Kawan, aku punya cerita...
Petang itu, semilir angin masih mau menyapa tempat saya duduk di belakang
mushala Ma’had Tahfidh Al-Qur’an Al-Amien Prenduan, masih di bumi Madura
tentunya. Semburat merah jingga sudah hilang ditelan waktu, menandakan malam
akan tiba. Beberapa santri terlihat masih serius berkutat dengan ayat-ayat
al-qur’an, sebagian lainnya memilih untuk melamun. Rasa syukur menyeruak,
mengingat masih mampu menikmati dinamika kehidupan yang lekat dengan al-qur’an
dan kesempatan untuk merenungi maknanya. Saya masih terduduk dengan mushaf di
tangan, sembari membacanya perlahan. Sambil menikmati suasana petang itu,
tiba-tiba saya dikejutkan oleh teman satu angkatan (kelas akhir) yang duduk di
samping saya.
Menatap saya
lekat, seraya berkata “Vis, gimana nih? Aku bingung. Aku ngerasa berat dalam
hal ngulang hafalanku. Satu halaman aja butuh konsentrasi tinggi, susah
pokoknya.”
“Kamu target
selesai?” Saya bertanya.

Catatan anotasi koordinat
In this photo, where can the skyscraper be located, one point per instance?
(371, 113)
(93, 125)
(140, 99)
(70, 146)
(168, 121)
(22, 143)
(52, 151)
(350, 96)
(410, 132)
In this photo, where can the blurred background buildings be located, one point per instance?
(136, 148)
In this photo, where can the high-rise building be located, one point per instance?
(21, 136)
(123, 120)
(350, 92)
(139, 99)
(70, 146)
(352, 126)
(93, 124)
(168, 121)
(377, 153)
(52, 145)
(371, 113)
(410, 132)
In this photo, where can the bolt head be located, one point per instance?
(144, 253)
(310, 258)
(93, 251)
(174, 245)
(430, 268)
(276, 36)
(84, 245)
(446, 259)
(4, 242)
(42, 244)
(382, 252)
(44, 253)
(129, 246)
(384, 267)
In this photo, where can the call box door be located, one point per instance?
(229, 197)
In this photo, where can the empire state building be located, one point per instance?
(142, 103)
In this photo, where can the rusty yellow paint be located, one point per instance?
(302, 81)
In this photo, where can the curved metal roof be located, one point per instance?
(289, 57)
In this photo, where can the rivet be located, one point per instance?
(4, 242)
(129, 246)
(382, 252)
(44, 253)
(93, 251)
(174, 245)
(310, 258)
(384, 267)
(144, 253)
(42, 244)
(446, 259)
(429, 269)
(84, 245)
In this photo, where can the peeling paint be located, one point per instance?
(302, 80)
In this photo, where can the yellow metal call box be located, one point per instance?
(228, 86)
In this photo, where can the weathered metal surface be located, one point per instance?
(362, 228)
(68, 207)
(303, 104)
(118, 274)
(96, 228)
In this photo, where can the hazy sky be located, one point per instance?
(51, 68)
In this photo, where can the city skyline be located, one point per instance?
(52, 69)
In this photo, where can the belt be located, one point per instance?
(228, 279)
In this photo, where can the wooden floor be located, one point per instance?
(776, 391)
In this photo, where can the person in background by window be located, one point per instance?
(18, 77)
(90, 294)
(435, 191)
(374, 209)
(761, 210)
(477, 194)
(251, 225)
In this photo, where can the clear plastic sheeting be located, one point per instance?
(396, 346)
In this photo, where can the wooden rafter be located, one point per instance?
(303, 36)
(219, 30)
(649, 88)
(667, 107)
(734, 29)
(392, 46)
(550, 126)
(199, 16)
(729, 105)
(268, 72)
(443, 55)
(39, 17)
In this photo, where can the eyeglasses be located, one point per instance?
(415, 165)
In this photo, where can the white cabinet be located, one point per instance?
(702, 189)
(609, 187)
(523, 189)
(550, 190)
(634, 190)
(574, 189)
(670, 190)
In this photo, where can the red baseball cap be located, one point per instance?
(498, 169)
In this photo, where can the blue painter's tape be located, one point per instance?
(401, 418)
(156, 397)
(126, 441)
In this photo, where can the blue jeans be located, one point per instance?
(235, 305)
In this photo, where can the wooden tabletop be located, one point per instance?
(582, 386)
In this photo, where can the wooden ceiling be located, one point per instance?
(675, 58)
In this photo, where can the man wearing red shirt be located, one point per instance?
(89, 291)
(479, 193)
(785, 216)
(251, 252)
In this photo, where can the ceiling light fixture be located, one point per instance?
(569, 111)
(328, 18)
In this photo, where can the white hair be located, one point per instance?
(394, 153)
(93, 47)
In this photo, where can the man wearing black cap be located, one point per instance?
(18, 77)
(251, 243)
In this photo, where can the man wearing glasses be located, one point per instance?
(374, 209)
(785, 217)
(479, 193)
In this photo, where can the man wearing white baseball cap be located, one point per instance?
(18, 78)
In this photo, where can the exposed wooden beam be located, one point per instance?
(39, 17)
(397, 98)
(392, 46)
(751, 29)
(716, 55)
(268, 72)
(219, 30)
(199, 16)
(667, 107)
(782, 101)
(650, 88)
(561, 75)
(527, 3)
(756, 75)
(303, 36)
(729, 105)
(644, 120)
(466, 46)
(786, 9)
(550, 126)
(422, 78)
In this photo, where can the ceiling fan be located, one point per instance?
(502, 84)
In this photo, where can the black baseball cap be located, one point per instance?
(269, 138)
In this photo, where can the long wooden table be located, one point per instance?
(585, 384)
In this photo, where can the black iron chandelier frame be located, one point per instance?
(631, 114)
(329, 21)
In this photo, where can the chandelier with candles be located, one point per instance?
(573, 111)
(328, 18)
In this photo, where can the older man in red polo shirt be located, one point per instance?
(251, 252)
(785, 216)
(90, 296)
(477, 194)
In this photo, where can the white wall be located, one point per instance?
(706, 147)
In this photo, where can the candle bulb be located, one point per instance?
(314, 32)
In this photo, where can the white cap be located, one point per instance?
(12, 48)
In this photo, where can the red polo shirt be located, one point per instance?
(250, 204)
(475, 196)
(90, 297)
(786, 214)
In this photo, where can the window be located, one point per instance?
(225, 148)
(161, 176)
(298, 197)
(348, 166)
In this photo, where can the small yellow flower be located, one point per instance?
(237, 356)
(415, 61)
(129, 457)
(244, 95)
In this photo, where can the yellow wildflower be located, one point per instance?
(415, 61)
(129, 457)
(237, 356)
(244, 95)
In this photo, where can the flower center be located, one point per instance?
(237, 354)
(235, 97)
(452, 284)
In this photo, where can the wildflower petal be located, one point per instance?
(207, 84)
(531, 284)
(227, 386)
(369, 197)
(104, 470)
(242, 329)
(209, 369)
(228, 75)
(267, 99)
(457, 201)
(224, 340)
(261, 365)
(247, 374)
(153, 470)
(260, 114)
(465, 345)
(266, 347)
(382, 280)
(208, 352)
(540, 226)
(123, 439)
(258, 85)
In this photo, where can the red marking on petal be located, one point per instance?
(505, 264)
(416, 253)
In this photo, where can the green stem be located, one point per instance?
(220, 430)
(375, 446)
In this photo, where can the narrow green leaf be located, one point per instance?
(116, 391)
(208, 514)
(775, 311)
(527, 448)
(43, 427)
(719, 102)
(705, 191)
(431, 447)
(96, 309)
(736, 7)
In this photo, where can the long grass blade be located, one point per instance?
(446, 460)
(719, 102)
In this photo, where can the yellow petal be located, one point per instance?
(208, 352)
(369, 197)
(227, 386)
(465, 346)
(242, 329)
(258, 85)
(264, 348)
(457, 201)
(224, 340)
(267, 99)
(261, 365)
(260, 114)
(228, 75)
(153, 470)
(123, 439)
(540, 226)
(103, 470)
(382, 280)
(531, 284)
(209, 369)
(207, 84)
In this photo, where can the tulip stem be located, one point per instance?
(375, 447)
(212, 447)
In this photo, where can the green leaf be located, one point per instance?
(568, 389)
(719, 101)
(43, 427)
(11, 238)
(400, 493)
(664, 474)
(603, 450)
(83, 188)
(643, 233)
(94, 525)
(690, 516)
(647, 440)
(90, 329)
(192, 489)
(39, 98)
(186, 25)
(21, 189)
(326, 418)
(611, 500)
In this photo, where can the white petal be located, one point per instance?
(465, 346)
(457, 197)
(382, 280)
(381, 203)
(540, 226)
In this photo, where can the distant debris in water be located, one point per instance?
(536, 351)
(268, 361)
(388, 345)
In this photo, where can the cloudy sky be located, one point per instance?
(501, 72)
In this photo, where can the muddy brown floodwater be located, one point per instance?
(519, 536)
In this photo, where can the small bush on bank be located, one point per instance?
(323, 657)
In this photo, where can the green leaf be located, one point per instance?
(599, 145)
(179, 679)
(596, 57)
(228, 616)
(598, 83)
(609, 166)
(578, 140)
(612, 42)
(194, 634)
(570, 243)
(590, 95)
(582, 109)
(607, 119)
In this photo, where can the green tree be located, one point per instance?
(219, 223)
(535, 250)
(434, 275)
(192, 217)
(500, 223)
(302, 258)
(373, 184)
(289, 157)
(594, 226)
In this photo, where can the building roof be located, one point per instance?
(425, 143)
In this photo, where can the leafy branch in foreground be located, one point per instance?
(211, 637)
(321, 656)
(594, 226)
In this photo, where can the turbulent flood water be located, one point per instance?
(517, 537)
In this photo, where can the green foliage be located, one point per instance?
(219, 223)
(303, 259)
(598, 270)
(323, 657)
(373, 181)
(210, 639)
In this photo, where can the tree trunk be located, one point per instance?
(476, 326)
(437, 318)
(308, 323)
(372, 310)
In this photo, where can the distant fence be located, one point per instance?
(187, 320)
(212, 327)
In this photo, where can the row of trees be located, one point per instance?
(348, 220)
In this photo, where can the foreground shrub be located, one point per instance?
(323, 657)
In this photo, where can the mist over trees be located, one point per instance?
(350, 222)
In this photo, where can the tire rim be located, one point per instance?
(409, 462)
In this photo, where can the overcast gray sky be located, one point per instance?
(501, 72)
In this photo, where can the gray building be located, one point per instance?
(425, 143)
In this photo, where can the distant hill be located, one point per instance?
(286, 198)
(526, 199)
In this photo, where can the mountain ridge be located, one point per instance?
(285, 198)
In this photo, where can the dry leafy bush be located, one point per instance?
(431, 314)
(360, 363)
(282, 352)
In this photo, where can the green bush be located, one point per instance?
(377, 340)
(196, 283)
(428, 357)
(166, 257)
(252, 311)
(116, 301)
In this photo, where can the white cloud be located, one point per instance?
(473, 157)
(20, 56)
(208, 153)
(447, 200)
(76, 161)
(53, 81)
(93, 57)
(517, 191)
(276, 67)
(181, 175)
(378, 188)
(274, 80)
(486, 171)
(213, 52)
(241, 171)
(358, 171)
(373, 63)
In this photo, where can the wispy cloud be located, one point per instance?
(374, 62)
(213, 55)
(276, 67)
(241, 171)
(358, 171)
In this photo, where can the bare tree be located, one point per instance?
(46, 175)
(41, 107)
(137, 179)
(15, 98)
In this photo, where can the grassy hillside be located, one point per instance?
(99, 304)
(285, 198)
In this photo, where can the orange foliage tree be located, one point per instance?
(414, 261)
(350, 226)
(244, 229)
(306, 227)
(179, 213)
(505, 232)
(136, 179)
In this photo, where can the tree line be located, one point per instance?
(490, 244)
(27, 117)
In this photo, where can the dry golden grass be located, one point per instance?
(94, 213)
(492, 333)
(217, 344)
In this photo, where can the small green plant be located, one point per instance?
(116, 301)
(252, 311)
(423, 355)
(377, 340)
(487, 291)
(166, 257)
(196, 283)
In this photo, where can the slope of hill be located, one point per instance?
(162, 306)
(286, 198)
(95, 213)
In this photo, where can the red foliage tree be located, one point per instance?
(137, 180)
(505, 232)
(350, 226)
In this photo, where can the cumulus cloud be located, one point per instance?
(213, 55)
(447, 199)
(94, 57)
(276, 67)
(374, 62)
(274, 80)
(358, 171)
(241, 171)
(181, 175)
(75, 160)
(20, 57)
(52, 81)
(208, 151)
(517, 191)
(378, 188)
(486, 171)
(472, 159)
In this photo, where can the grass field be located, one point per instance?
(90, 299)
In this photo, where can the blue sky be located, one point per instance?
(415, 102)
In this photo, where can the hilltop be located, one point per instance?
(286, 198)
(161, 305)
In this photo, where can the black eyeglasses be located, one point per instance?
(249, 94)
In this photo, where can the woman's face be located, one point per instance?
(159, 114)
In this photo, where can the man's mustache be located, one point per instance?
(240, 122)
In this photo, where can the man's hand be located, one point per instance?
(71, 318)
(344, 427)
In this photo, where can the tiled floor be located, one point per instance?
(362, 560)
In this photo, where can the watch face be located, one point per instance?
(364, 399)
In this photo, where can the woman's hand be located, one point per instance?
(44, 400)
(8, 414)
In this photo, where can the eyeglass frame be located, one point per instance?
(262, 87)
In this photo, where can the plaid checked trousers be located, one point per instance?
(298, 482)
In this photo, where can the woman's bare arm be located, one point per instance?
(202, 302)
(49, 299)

→ LATIHAN 1
Salin dengan persis bagian kutipan yang dibuka dengan kata-kata "Petang itu, semilir" dan ditutup dengan kata-kata "samping saya.".
→ LATIHAN 2
Terjemahkan kalimat dari kutipan berikut ke dalam bahasa Inggris: "Beberapa santri terlihat masih serius berkutat dengan ayat-ayat al-qur’an, sebagian lainnya memilih untuk melamun."
→ LATIHAN 3
Tentukan apakah setiap pernyataan berikut sesuai dengan kutipan. Jawab ya atau tidak, disertai kata-kata kutipan yang menentukan. (a) Penutur duduk di depan mushala. (b) Teman yang duduk di samping penutur adalah teman satu angkatan. (c) Teman itu merasa mudah mengulang hafalannya.

→ JAWABAN TUGAS 1
Petang itu, semilir angin masih mau menyapa tempat saya duduk di belakang
mushala Ma’had Tahfidh Al-Qur’an Al-Amien Prenduan, masih di bumi Madura
tentunya. Semburat merah jingga sudah hilang ditelan waktu, menandakan malam
akan tiba. Beberapa santri terlihat masih serius berkutat dengan ayat-ayat
al-qur’an, sebagian lainnya memilih untuk melamun. Rasa syukur menyeruak,
mengingat masih mampu menikmati dinamika kehidupan yang lekat dengan al-qur’an
dan kesempatan untuk merenungi maknanya. Saya masih terduduk dengan mushaf di
tangan, sembari membacanya perlahan. Sambil menikmati suasana petang itu,
tiba-tiba saya dikejutkan oleh teman satu angkatan (kelas akhir) yang duduk di
samping saya.

→ JAWABAN TUGAS 2
Some santri could still be seen earnestly engrossed in the verses of the Qur'an, while others chose to daydream.

→ JAWABAN TUGAS 3
(a) Tidak: "duduk di belakang mushala Ma’had Tahfidh Al-Qur’an Al-Amien Prenduan".
(b) Ya: "teman satu angkatan (kelas akhir) yang duduk di samping saya".
(c) Tidak: "Aku ngerasa berat dalam hal ngulang hafalanku."